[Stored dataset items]
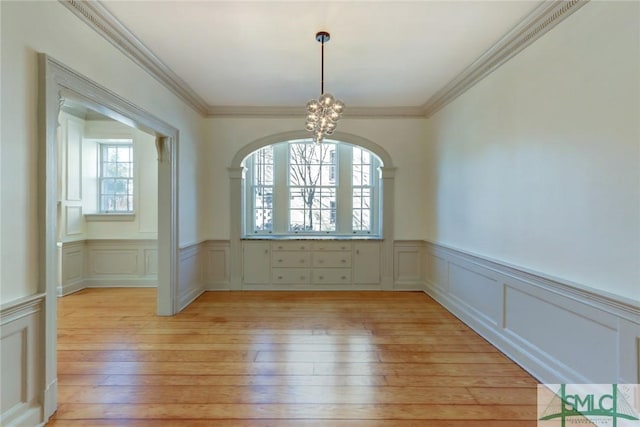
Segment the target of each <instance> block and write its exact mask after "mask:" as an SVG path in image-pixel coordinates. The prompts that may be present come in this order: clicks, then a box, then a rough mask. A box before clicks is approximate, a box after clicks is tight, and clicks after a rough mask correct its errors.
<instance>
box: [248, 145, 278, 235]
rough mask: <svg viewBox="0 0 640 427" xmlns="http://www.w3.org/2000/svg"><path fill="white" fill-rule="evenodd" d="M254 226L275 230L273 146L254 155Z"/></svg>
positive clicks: (253, 188) (253, 190)
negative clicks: (273, 197) (273, 192)
mask: <svg viewBox="0 0 640 427" xmlns="http://www.w3.org/2000/svg"><path fill="white" fill-rule="evenodd" d="M252 164H253V173H252V174H251V175H252V176H253V180H252V183H251V197H252V200H253V218H254V221H253V226H254V229H255V230H256V231H266V232H270V231H271V230H273V147H272V146H268V147H264V148H261V149H260V150H258V151H257V152H256V153H254V155H253V162H252Z"/></svg>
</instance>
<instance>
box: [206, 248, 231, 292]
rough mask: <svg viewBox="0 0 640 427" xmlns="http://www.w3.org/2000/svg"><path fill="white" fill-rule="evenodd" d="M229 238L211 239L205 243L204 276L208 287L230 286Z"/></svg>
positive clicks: (211, 287)
mask: <svg viewBox="0 0 640 427" xmlns="http://www.w3.org/2000/svg"><path fill="white" fill-rule="evenodd" d="M229 248H230V244H229V241H228V240H209V241H207V242H205V243H204V275H205V276H204V277H205V285H206V288H207V289H228V288H229V283H230V279H229Z"/></svg>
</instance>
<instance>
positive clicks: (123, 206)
mask: <svg viewBox="0 0 640 427" xmlns="http://www.w3.org/2000/svg"><path fill="white" fill-rule="evenodd" d="M99 170H100V177H99V182H100V185H99V188H98V190H99V196H98V198H99V200H100V211H101V212H132V211H133V144H108V143H101V144H100V168H99Z"/></svg>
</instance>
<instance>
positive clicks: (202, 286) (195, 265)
mask: <svg viewBox="0 0 640 427" xmlns="http://www.w3.org/2000/svg"><path fill="white" fill-rule="evenodd" d="M203 246H204V245H203V244H202V243H198V244H194V245H190V246H187V247H184V248H180V254H179V256H180V265H179V267H178V271H179V272H180V279H179V280H178V283H179V286H180V287H179V289H178V304H179V310H183V309H184V308H185V307H186V306H188V305H189V304H191V302H192V301H193V300H195V299H196V298H198V296H200V294H202V292H204V282H203V280H202V252H203Z"/></svg>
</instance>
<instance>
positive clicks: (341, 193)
mask: <svg viewBox="0 0 640 427" xmlns="http://www.w3.org/2000/svg"><path fill="white" fill-rule="evenodd" d="M326 142H327V143H334V144H335V151H333V152H334V153H335V154H334V155H335V158H336V159H337V164H336V165H335V171H334V176H335V178H336V179H335V186H332V187H331V188H335V191H336V211H335V215H336V217H337V222H336V227H335V230H330V231H322V230H318V231H301V232H299V231H292V230H290V228H289V227H290V218H289V215H290V212H291V206H290V205H289V204H288V202H287V201H286V200H283V199H288V198H289V197H290V189H291V185H290V182H289V167H290V155H289V149H290V148H289V147H290V145H291V144H292V143H309V144H312V142H311V140H310V139H309V138H295V139H290V140H281V141H275V142H273V143H271V144H264V145H261V146H259V147H256V148H255V150H253V151H252V152H250V153H248V154H247V155H246V156H245V157H244V158H243V160H242V163H241V170H242V171H243V174H242V177H243V178H244V179H243V182H242V190H243V191H242V194H243V196H242V198H241V199H242V200H241V207H240V215H241V216H242V220H241V228H240V230H241V231H240V236H241V238H246V239H264V238H288V237H289V238H300V239H305V238H308V239H314V238H319V237H323V238H327V237H328V238H339V239H344V238H356V239H357V238H368V239H381V238H382V236H383V232H384V230H383V227H382V215H383V212H382V209H383V206H382V204H381V203H380V200H383V196H382V184H383V182H382V173H381V171H382V169H384V164H383V160H382V159H381V157H380V156H379V155H378V153H376V152H375V151H373V150H371V149H370V148H369V147H367V146H364V145H358V144H355V143H352V142H350V141H343V140H339V139H338V138H335V139H333V138H332V139H331V140H327V141H326ZM267 146H272V147H273V162H274V171H273V200H274V201H273V211H272V224H273V226H272V229H271V230H269V231H261V230H256V229H255V228H254V221H255V218H253V216H254V215H255V200H254V197H253V192H254V188H255V187H256V184H255V181H254V164H253V163H251V162H250V161H251V156H252V155H253V154H254V153H255V152H257V151H258V150H260V149H263V148H265V147H267ZM353 148H359V149H361V150H364V151H366V152H368V153H369V155H370V156H371V163H370V164H371V170H370V173H371V175H370V176H371V183H370V185H369V186H368V187H366V188H369V189H371V193H372V196H371V197H372V200H371V205H370V206H371V208H370V209H371V228H370V230H354V229H353V212H354V210H353V204H352V203H353V188H354V187H353V169H352V162H351V159H352V154H353ZM345 166H346V168H345ZM230 170H231V169H230ZM347 172H348V173H347ZM345 175H346V178H344V176H345ZM341 178H343V179H342V181H341ZM278 207H279V208H278Z"/></svg>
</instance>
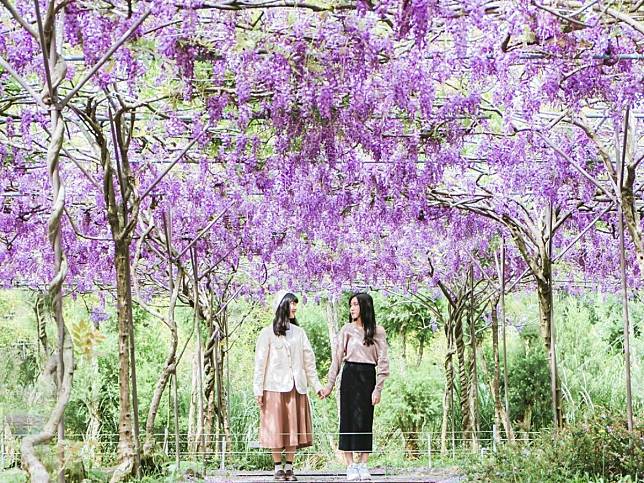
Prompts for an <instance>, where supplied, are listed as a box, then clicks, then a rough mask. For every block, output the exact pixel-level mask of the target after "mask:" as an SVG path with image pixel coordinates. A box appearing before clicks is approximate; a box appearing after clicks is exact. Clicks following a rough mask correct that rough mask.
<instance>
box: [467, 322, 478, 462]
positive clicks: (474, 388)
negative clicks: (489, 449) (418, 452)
mask: <svg viewBox="0 0 644 483" xmlns="http://www.w3.org/2000/svg"><path fill="white" fill-rule="evenodd" d="M469 326H470V358H469V371H468V372H469V388H470V390H469V392H468V411H469V414H470V423H471V427H472V434H471V436H472V441H471V443H472V450H473V451H478V449H479V439H478V431H479V411H478V398H479V394H478V372H477V370H476V364H477V356H476V334H475V326H474V321H473V320H470V324H469Z"/></svg>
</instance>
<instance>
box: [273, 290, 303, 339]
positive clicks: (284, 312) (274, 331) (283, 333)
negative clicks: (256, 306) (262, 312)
mask: <svg viewBox="0 0 644 483" xmlns="http://www.w3.org/2000/svg"><path fill="white" fill-rule="evenodd" d="M291 302H295V303H298V302H299V300H298V299H297V297H296V296H295V294H292V293H290V292H289V293H287V294H286V295H284V298H282V300H281V301H280V303H279V305H278V306H277V310H276V311H275V317H274V318H273V333H274V334H275V335H278V336H279V335H286V327H288V323H289V322H290V323H291V324H295V325H298V323H297V319H289V315H291Z"/></svg>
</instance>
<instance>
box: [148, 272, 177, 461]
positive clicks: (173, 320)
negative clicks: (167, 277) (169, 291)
mask: <svg viewBox="0 0 644 483" xmlns="http://www.w3.org/2000/svg"><path fill="white" fill-rule="evenodd" d="M170 277H172V274H170ZM179 286H180V283H176V284H172V282H171V294H170V303H169V306H168V318H167V322H168V326H169V327H170V349H169V350H168V354H167V356H166V359H165V364H164V366H163V370H162V371H161V375H160V376H159V379H158V380H157V384H156V387H155V388H154V394H153V395H152V400H151V401H150V408H149V410H148V418H147V420H146V422H145V443H144V444H143V454H144V455H145V457H149V456H150V455H151V453H152V451H153V450H154V446H155V444H156V440H155V437H154V421H155V419H156V416H157V412H158V410H159V406H160V404H161V398H162V397H163V393H164V392H165V389H166V387H167V386H168V384H169V382H170V378H171V377H172V374H174V372H175V371H176V369H177V367H176V356H177V346H178V345H179V337H178V335H177V324H176V322H175V319H174V308H175V306H176V302H177V297H178V296H179Z"/></svg>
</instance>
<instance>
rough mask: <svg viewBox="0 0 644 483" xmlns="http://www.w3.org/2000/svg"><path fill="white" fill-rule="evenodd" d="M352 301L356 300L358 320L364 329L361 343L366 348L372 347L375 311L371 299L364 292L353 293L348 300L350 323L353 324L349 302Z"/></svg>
mask: <svg viewBox="0 0 644 483" xmlns="http://www.w3.org/2000/svg"><path fill="white" fill-rule="evenodd" d="M353 299H358V304H359V305H360V319H361V320H362V325H363V327H364V341H363V342H362V343H363V344H364V345H366V346H370V345H373V343H374V342H373V336H374V335H375V334H376V311H375V310H374V308H373V299H372V298H371V295H369V294H368V293H366V292H358V293H354V294H353V295H352V296H351V297H350V298H349V322H350V323H351V322H353V320H352V319H351V301H352V300H353Z"/></svg>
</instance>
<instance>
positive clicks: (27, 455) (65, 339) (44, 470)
mask: <svg viewBox="0 0 644 483" xmlns="http://www.w3.org/2000/svg"><path fill="white" fill-rule="evenodd" d="M63 327H64V326H63ZM61 349H62V359H63V367H64V373H63V380H62V384H59V386H58V397H57V400H56V405H55V406H54V409H53V410H52V412H51V414H50V416H49V419H48V420H47V423H46V424H45V426H44V427H43V430H42V431H41V432H40V433H37V434H34V435H30V436H25V437H24V438H23V440H22V444H21V446H20V452H21V455H22V467H23V468H24V469H25V470H26V471H27V472H28V473H29V475H30V477H31V481H33V482H37V483H41V482H48V481H49V474H48V473H47V469H46V468H45V466H44V465H43V464H42V463H41V462H40V460H39V459H38V457H37V456H36V454H35V447H36V446H38V445H41V444H44V443H47V442H48V441H51V440H52V439H53V438H54V437H55V436H56V433H57V428H58V423H59V422H60V421H61V420H62V418H63V414H64V411H65V405H66V404H67V402H68V401H69V395H70V394H71V390H72V379H73V374H74V349H73V346H72V338H71V336H70V335H69V332H67V328H66V327H64V330H63V346H62V348H61ZM61 349H59V351H60V350H61ZM60 471H61V472H62V468H61V469H60Z"/></svg>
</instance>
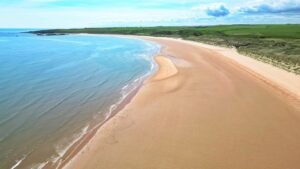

• [TASK DETAILS]
Copy the data from its first line up to and including the line containing "box: [248, 145, 278, 235]", leaving out any pictures.

• [ANSWER TO THIS PROBLEM]
Segment the target of each <instance> block and write its exact mask after "mask:" as an SVG path in image-pixel coordinates. The prompts that may be present come in this order: clicks, then a box, then a rough mask. A box before clicks is approximate, a box after clicks is tight, and clicks after a rough mask correct its errors.
<instance>
box: [248, 145, 278, 235]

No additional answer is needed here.